------ DATASET ROWS

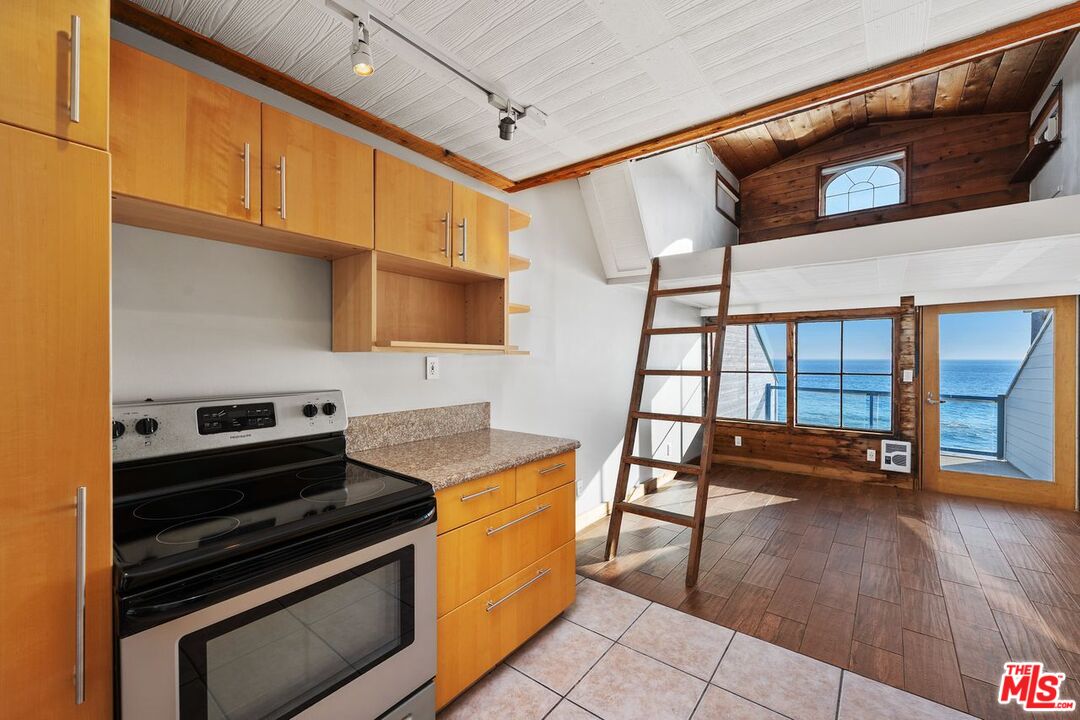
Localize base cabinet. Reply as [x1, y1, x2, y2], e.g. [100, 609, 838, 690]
[435, 451, 576, 708]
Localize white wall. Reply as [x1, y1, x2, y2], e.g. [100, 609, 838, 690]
[1031, 36, 1080, 200]
[112, 24, 697, 513]
[1004, 315, 1054, 480]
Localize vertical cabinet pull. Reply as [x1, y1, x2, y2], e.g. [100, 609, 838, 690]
[75, 487, 86, 705]
[241, 142, 252, 210]
[278, 155, 286, 220]
[458, 217, 469, 267]
[68, 15, 82, 122]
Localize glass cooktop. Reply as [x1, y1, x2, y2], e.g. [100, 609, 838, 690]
[112, 458, 421, 567]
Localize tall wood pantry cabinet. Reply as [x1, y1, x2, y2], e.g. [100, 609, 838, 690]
[0, 0, 112, 720]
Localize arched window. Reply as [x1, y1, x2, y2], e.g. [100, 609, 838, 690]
[821, 150, 907, 217]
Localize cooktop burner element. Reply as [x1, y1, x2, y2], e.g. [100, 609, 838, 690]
[132, 488, 244, 520]
[157, 516, 240, 545]
[300, 475, 387, 505]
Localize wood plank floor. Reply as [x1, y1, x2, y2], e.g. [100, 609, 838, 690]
[578, 466, 1080, 718]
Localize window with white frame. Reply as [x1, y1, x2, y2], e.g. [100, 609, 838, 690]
[819, 150, 907, 217]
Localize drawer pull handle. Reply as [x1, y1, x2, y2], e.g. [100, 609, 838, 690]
[487, 505, 551, 535]
[487, 568, 551, 612]
[461, 485, 499, 502]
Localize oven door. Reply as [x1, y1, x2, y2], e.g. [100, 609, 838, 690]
[120, 524, 435, 720]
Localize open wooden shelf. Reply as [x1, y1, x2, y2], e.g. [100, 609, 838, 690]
[372, 340, 507, 355]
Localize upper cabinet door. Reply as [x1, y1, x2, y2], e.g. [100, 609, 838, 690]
[0, 0, 109, 149]
[454, 184, 510, 277]
[375, 152, 453, 266]
[110, 42, 262, 223]
[262, 105, 375, 247]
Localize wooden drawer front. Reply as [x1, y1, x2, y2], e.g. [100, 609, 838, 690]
[517, 450, 577, 502]
[435, 470, 514, 534]
[438, 485, 573, 616]
[435, 541, 575, 708]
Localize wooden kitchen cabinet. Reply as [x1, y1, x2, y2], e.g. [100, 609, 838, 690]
[375, 152, 454, 267]
[435, 450, 576, 708]
[262, 105, 375, 248]
[453, 182, 510, 277]
[0, 120, 112, 720]
[0, 0, 109, 149]
[110, 42, 262, 225]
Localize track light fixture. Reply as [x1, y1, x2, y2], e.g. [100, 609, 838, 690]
[349, 16, 375, 78]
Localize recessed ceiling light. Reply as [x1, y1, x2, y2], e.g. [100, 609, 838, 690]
[349, 17, 375, 78]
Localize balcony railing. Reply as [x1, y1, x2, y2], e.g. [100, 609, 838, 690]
[764, 384, 1005, 460]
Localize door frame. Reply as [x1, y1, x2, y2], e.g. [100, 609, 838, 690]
[919, 296, 1077, 510]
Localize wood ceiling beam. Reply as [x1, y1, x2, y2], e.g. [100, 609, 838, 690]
[509, 2, 1080, 192]
[112, 0, 514, 190]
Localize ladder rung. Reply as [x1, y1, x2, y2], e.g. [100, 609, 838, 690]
[622, 456, 701, 475]
[642, 370, 713, 378]
[646, 325, 716, 335]
[615, 502, 693, 528]
[656, 285, 724, 298]
[631, 410, 705, 425]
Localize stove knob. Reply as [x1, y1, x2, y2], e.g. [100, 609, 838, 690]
[135, 418, 158, 435]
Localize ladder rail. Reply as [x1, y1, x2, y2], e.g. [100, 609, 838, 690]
[605, 247, 731, 586]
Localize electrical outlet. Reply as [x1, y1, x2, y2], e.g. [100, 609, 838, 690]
[423, 356, 438, 380]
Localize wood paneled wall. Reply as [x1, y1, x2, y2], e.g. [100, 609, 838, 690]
[739, 112, 1028, 243]
[713, 298, 920, 488]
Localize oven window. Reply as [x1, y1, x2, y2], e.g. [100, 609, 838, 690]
[179, 545, 414, 720]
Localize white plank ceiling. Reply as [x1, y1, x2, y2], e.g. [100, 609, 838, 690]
[126, 0, 1068, 180]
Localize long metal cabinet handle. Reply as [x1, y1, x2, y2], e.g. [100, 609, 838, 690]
[241, 142, 252, 210]
[458, 217, 469, 267]
[461, 485, 499, 502]
[68, 15, 82, 122]
[278, 155, 285, 220]
[75, 487, 86, 705]
[487, 505, 551, 535]
[486, 568, 551, 612]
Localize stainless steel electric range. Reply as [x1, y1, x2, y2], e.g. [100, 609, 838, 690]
[112, 391, 435, 720]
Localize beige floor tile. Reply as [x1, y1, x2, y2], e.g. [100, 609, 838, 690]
[693, 685, 784, 720]
[565, 644, 705, 720]
[713, 633, 840, 720]
[563, 580, 649, 640]
[438, 665, 559, 720]
[837, 671, 972, 720]
[619, 603, 734, 681]
[544, 699, 596, 720]
[507, 617, 611, 695]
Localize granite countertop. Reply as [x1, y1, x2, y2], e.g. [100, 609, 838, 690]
[349, 429, 581, 490]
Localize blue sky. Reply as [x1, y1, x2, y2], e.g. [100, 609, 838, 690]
[939, 310, 1031, 361]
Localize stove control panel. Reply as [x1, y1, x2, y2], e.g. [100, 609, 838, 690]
[112, 390, 349, 462]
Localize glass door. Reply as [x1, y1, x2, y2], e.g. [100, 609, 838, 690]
[922, 297, 1077, 510]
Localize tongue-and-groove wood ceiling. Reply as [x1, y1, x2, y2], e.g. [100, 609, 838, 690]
[708, 30, 1076, 178]
[113, 0, 1080, 189]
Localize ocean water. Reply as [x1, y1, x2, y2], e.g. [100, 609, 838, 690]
[777, 359, 1020, 453]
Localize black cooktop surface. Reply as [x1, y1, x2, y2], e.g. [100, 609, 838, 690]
[112, 443, 432, 569]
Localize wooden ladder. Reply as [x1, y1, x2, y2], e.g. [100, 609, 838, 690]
[605, 247, 731, 587]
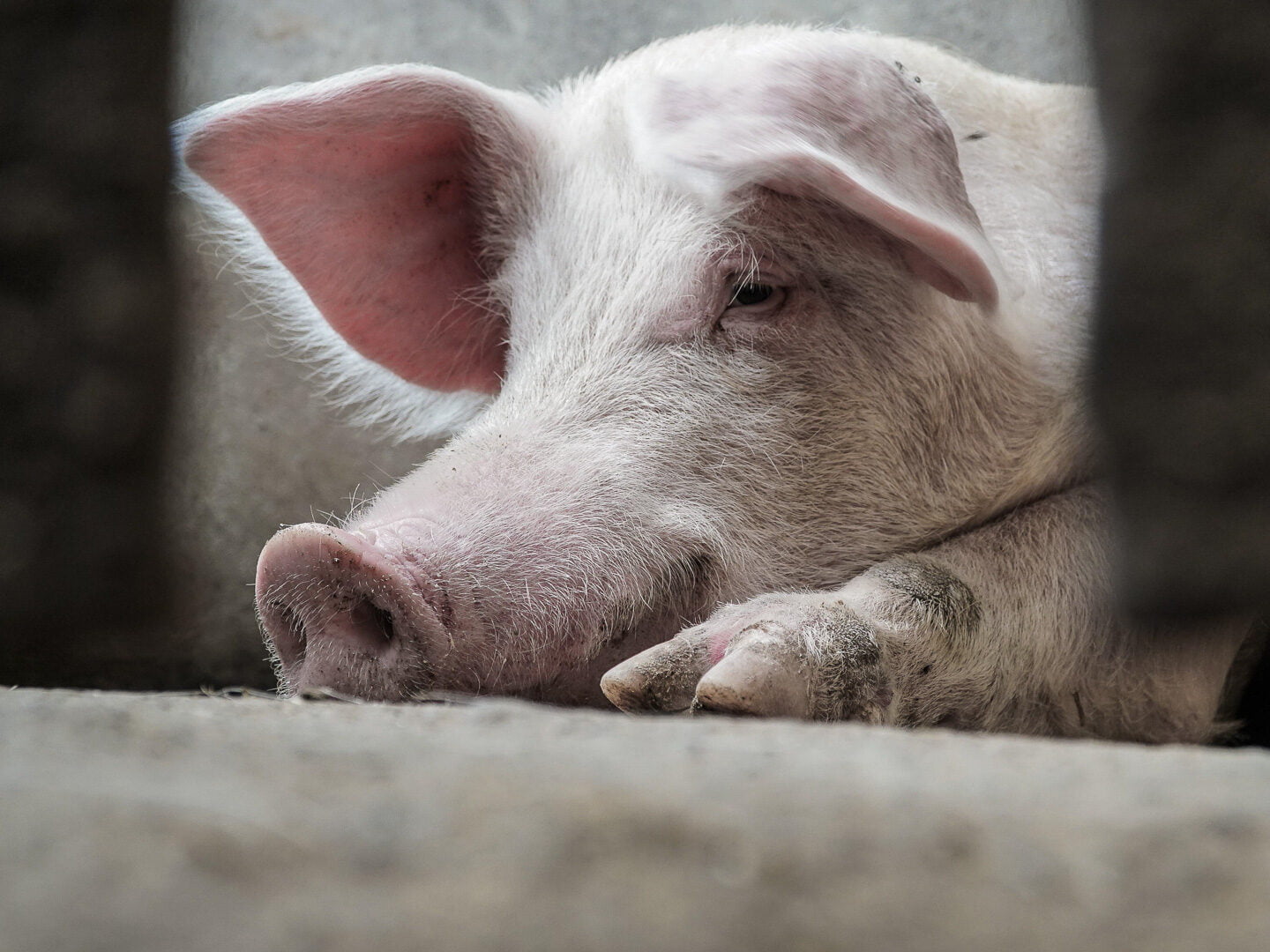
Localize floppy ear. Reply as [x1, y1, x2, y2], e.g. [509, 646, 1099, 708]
[629, 37, 1001, 309]
[176, 66, 534, 392]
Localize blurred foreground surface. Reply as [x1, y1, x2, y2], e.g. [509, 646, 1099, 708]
[0, 689, 1270, 952]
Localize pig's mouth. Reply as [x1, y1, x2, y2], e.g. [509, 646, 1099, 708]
[257, 524, 718, 706]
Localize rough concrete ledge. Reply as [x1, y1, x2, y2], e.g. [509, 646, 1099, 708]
[0, 689, 1270, 952]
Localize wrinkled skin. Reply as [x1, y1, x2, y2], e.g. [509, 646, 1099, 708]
[179, 22, 1246, 740]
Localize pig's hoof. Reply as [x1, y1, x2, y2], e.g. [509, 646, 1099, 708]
[601, 592, 892, 724]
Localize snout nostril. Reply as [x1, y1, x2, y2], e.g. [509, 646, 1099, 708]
[316, 597, 396, 654]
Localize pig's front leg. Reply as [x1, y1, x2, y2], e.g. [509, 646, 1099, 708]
[602, 487, 1249, 740]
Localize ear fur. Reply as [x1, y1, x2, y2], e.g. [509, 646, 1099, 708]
[627, 34, 1004, 311]
[174, 66, 539, 435]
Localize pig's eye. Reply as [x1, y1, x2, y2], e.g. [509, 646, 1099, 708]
[728, 282, 785, 309]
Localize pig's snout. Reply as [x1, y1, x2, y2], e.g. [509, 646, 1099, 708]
[255, 523, 444, 699]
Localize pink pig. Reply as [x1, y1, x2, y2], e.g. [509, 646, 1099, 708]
[178, 26, 1249, 740]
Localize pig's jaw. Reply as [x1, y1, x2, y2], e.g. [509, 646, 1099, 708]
[257, 520, 713, 704]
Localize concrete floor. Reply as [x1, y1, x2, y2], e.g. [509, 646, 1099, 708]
[32, 0, 1270, 952]
[0, 689, 1270, 952]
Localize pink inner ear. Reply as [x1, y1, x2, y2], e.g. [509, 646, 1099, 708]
[185, 78, 505, 392]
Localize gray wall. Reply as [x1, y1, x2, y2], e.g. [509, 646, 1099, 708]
[174, 0, 1088, 686]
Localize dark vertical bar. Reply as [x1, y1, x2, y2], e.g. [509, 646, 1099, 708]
[0, 0, 173, 687]
[1088, 0, 1270, 744]
[1090, 0, 1270, 615]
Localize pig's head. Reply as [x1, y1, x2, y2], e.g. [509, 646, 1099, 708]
[180, 31, 1072, 702]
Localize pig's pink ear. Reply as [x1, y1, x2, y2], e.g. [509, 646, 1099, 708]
[630, 35, 1002, 309]
[176, 66, 534, 392]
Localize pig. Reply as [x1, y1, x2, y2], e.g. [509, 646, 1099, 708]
[176, 26, 1250, 741]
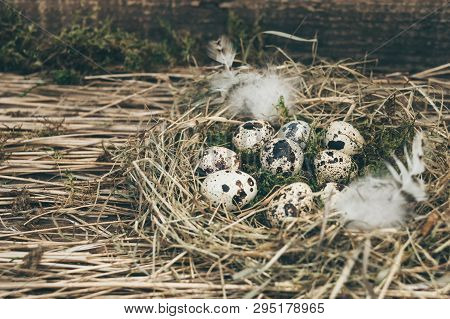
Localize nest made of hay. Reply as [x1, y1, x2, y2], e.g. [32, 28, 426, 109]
[118, 63, 449, 298]
[0, 63, 450, 298]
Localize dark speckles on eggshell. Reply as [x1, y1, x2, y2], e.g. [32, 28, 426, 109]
[242, 121, 263, 130]
[327, 141, 345, 151]
[261, 138, 303, 176]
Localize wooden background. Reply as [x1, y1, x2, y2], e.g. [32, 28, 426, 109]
[7, 0, 450, 72]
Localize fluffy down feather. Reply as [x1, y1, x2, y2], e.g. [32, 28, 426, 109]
[211, 71, 294, 122]
[207, 36, 236, 70]
[208, 37, 294, 122]
[333, 133, 427, 229]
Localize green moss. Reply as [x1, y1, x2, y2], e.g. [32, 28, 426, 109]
[0, 3, 40, 72]
[355, 122, 414, 175]
[0, 3, 198, 84]
[49, 69, 82, 84]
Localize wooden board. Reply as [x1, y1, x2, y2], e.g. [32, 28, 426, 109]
[12, 0, 450, 71]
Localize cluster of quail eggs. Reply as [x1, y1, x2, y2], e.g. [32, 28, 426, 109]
[197, 120, 365, 227]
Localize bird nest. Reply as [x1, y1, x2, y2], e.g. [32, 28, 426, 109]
[0, 62, 450, 298]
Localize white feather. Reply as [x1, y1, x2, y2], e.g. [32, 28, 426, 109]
[207, 36, 236, 70]
[211, 71, 294, 122]
[333, 133, 427, 229]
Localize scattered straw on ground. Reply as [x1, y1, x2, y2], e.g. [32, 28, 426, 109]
[0, 64, 450, 298]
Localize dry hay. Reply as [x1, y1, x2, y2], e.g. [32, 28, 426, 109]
[0, 63, 450, 298]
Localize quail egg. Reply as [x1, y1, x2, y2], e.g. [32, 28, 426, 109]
[266, 182, 313, 226]
[324, 121, 364, 155]
[202, 170, 258, 211]
[233, 121, 275, 151]
[278, 121, 311, 149]
[197, 146, 240, 176]
[320, 183, 346, 207]
[260, 138, 303, 176]
[314, 150, 357, 185]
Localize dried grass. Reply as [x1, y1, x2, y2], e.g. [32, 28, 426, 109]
[0, 63, 450, 298]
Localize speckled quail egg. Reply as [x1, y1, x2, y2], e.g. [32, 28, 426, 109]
[277, 121, 311, 149]
[320, 182, 346, 207]
[202, 170, 258, 211]
[314, 150, 357, 185]
[197, 146, 240, 176]
[324, 121, 364, 155]
[266, 182, 313, 226]
[260, 138, 303, 176]
[233, 121, 275, 152]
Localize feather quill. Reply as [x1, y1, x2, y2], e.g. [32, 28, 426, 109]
[207, 36, 236, 70]
[208, 36, 294, 122]
[333, 133, 427, 229]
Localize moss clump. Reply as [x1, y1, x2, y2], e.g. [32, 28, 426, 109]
[0, 3, 42, 72]
[0, 3, 197, 84]
[354, 122, 414, 175]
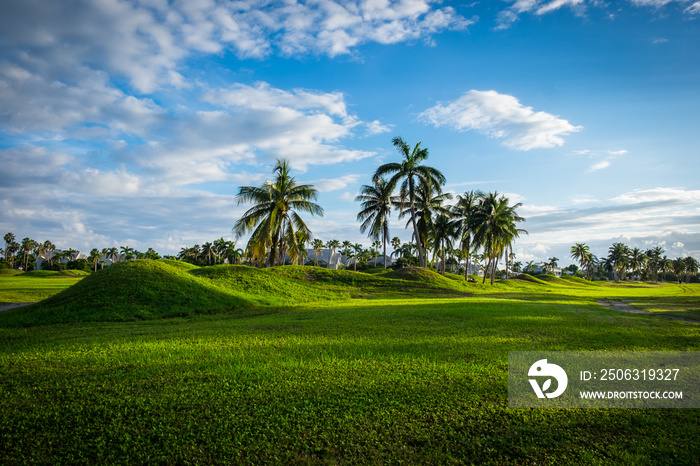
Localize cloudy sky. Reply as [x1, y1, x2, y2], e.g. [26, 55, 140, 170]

------------

_WHAT THE TASK REQUIRES_
Can you edit the lines starting at the one containing "Localize white wall." and ending at the one containing "[1004, 315, 1054, 480]", replacing "white wall" with "painted wall" and changing nothing else? Return only those lines.

_COMPLETE OUTPUT_
Localize painted wall. Reply as [x1, y1, x2, y2], e.g. [100, 609, 838, 690]
[1031, 36, 1080, 200]
[112, 24, 697, 513]
[1004, 315, 1054, 480]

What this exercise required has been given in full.